** Begin **
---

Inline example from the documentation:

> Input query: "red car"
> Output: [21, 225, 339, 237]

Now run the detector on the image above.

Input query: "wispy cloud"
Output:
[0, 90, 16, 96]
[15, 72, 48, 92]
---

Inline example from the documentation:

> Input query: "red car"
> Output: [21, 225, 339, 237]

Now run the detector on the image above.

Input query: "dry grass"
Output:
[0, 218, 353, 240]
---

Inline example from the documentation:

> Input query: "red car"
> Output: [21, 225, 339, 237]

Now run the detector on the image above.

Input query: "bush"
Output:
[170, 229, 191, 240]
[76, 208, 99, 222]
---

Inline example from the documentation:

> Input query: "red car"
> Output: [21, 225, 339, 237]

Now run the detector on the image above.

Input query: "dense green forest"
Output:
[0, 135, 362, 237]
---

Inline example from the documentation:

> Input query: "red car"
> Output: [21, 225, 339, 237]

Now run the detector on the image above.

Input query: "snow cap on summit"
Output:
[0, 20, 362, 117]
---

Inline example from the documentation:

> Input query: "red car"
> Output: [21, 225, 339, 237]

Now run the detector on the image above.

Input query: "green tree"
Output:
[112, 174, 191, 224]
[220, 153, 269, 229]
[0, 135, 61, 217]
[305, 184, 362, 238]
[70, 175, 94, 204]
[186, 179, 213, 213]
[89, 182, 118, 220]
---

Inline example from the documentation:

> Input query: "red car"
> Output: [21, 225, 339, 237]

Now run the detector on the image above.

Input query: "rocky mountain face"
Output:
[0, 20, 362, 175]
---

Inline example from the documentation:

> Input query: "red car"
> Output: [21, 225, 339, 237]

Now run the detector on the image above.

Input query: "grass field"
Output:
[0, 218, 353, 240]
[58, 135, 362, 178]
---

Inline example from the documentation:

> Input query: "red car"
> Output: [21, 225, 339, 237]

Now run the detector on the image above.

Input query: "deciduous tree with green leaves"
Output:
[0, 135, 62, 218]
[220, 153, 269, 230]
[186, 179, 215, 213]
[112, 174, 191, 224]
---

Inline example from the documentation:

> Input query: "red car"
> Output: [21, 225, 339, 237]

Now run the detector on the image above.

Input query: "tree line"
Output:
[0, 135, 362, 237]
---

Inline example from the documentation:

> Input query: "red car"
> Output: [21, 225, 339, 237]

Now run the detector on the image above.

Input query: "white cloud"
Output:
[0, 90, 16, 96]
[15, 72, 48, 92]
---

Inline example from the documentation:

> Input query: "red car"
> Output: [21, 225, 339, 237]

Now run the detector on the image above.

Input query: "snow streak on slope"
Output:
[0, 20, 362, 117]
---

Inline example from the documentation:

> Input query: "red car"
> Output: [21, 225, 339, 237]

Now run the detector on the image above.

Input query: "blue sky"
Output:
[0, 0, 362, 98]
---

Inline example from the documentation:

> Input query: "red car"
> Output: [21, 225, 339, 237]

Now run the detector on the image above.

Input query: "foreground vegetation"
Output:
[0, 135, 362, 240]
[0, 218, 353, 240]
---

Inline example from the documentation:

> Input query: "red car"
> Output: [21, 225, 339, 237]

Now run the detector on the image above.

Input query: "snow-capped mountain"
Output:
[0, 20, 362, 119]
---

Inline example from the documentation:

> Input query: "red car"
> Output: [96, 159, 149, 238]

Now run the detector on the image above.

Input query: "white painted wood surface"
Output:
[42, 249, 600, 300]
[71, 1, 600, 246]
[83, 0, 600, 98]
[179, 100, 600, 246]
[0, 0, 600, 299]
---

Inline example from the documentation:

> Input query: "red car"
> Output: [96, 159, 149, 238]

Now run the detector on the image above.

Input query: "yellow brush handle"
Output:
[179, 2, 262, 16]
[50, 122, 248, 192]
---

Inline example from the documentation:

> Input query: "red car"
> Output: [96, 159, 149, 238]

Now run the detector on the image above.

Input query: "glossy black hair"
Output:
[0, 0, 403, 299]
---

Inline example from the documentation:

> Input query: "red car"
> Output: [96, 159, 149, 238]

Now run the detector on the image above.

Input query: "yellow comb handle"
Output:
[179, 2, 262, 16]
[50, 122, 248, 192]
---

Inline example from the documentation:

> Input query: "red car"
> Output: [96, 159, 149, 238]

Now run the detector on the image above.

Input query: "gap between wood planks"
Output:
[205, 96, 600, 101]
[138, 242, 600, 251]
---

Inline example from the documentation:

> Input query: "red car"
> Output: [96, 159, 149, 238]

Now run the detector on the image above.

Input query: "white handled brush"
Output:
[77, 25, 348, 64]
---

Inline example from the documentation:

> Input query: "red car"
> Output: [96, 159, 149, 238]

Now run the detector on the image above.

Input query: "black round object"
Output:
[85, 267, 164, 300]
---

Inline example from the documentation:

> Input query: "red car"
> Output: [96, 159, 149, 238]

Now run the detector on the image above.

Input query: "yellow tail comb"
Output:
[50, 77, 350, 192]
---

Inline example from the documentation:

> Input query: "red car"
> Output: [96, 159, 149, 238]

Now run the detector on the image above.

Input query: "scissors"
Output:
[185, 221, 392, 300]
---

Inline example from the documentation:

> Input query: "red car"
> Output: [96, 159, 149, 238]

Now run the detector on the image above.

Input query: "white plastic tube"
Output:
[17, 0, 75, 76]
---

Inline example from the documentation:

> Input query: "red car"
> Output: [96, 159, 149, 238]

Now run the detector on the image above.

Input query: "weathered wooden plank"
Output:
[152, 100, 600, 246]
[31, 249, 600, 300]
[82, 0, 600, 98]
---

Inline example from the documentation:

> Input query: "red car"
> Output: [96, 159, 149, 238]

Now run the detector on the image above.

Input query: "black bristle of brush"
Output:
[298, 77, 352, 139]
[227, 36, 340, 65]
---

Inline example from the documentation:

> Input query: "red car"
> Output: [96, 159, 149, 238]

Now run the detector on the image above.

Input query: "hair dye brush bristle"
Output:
** End **
• [What is expected] Change every "detector" in the material above to "locator", and give the material again with all else left as it is.

• [Output for this task]
---

Inline example from the documentation:

> Input query: "red car"
> Output: [21, 225, 339, 237]

Now run the locator on the image above.

Input query: "wispy cloud"
Output:
[0, 90, 16, 96]
[15, 72, 48, 92]
---

Inline example from the documentation:

> Input query: "red car"
> Output: [21, 225, 339, 237]

Now run the locator on the image above.

Input query: "dry grass"
Output:
[0, 218, 353, 240]
---

Inline example from the documentation:

> Input query: "red car"
> Output: [21, 225, 339, 237]

Now run the locator on the image above.

Input query: "bush"
Output:
[170, 229, 191, 240]
[76, 208, 99, 222]
---

Inline example from the documentation:

> Input query: "red car"
> Output: [21, 225, 339, 237]

Now run the locator on the image above.

Input query: "dense green forest"
Output:
[0, 135, 362, 237]
---

Inline example from the documentation:

> Input query: "red car"
> Output: [21, 225, 339, 237]

Now run the locator on the image above.

Input query: "snow cap on summit"
Output:
[0, 20, 362, 117]
---

Inline example from the documentation:

> Input query: "red car"
> Output: [21, 225, 339, 237]

Now run the locator on the image above.

Input query: "green tree"
Output:
[112, 174, 191, 224]
[220, 153, 269, 229]
[0, 135, 61, 217]
[305, 184, 362, 238]
[70, 175, 94, 204]
[186, 179, 213, 213]
[89, 182, 118, 220]
---

Inline example from the documentation:

> Input query: "red car"
> Output: [21, 225, 339, 237]

Now run the locator on the image above.

Input query: "rocky mountain face"
Output:
[0, 20, 362, 175]
---

Inline example from the documentation:

> Input query: "red car"
> Output: [21, 225, 339, 237]

Now run the locator on the image above.

Input query: "grass field"
Output:
[0, 218, 353, 240]
[58, 135, 362, 178]
---

Inline example from the documentation:

> Input query: "red car"
> Output: [21, 225, 339, 237]

Now run the locator on the image above.

Input query: "deciduous tree with green leaves"
Output:
[0, 135, 62, 218]
[220, 153, 269, 230]
[186, 179, 215, 213]
[112, 174, 191, 224]
---

Inline example from the documentation:

> Input query: "red car"
> Output: [21, 225, 339, 237]

Now run the locator on the image above.

Input query: "tree line"
Output:
[0, 135, 362, 237]
---

Inline example from the documentation:

> Input query: "red car"
> Output: [21, 225, 339, 237]

Now run the locator on the image above.

Input query: "white cloud"
Output:
[0, 90, 16, 96]
[15, 72, 48, 92]
---

Inline example from the documentation:

> Input query: "red car"
> Output: [21, 225, 339, 237]

Now run the locator on the image above.

Input query: "snow streak on slope"
Output:
[0, 20, 362, 117]
---

Inline example from the documentation:

> Input query: "red car"
> Output: [21, 225, 339, 237]

Now run the locator on the image above.

Input query: "blue sky"
Output:
[0, 0, 362, 98]
---

Inline example from the documentation:

> Input query: "red car"
> Output: [21, 225, 339, 237]

Now run the locator on the image above.

Input query: "foreground vegetation"
Output:
[0, 135, 362, 240]
[0, 218, 353, 240]
---

Inline example from the documentation:

> Input query: "red car"
> Output: [21, 225, 339, 237]

Now run the locator on the image above.

Input query: "snow-capped mountain"
Output:
[0, 20, 362, 119]
---

Inline example from the documentation:

> Input query: "red car"
> Output: [96, 159, 149, 238]

Now run the locator on the image above.

Input query: "white painted wood surface"
Output:
[42, 249, 600, 300]
[71, 1, 600, 246]
[83, 0, 600, 98]
[179, 100, 600, 246]
[0, 0, 600, 299]
---

Inline example from the documentation:

> Input query: "red car"
> Output: [96, 159, 149, 238]

Now run the locator on the image above.

Input query: "yellow brush handle"
Output:
[179, 2, 262, 16]
[50, 122, 248, 192]
---

Inline example from the documentation:

> Input query: "red car"
> Output: [96, 159, 149, 238]

Now run the locator on the image above.

Input query: "glossy black hair"
Output:
[0, 0, 403, 299]
---

Inline example from the documentation:

> Input query: "red car"
> Output: [96, 159, 149, 238]

Now run the locator on the image above.

Input query: "yellow comb handle"
Output:
[179, 2, 262, 16]
[50, 122, 248, 192]
---

Inline example from the documentation:

> Input query: "red car"
> Output: [96, 159, 149, 238]

Now run the locator on the image above.

Input query: "gap between wood planks"
Output:
[205, 96, 600, 101]
[138, 242, 600, 251]
---

Inline example from the documentation:

> Input query: "red car"
> Output: [96, 159, 149, 238]

Now run the locator on the image above.

Input query: "white handled brush"
Output:
[77, 25, 348, 64]
---

Inline example from the documentation:

> Input query: "red car"
> Output: [96, 159, 149, 238]

Now run the locator on the image above.

Input query: "black round object"
Output:
[85, 267, 164, 300]
---

Inline example from the documentation:

> Input query: "red car"
> Output: [96, 159, 149, 238]

Now run the locator on the image above.

Input query: "yellow tail comb"
Output:
[50, 77, 350, 192]
---

Inline example from the documentation:

> Input query: "red car"
> Output: [96, 159, 149, 238]

Now run the locator on the image above.

Input query: "scissors"
Output:
[185, 221, 392, 300]
---

Inline example from the documentation:

> Input query: "red car"
> Output: [96, 159, 149, 238]

Now run the locator on the image above.

Input query: "white plastic tube"
Output:
[17, 0, 75, 76]
---

Inline example from the documentation:

> Input query: "red car"
> Output: [96, 159, 149, 238]

Now run the locator on the image above.

Input query: "weathered wooden plank"
Output:
[152, 100, 600, 246]
[31, 249, 600, 300]
[82, 0, 600, 98]
---

Inline example from the documentation:

> Input query: "red car"
> Output: [96, 159, 149, 238]

Now run the locator on the image above.

Input query: "black bristle of brush"
Output:
[298, 77, 352, 139]
[227, 36, 340, 65]
---

Inline example from the documentation:

> Input query: "red car"
> Output: [96, 159, 149, 238]

Now run the locator on the image above.

Input query: "hair dye brush bristle"
Output:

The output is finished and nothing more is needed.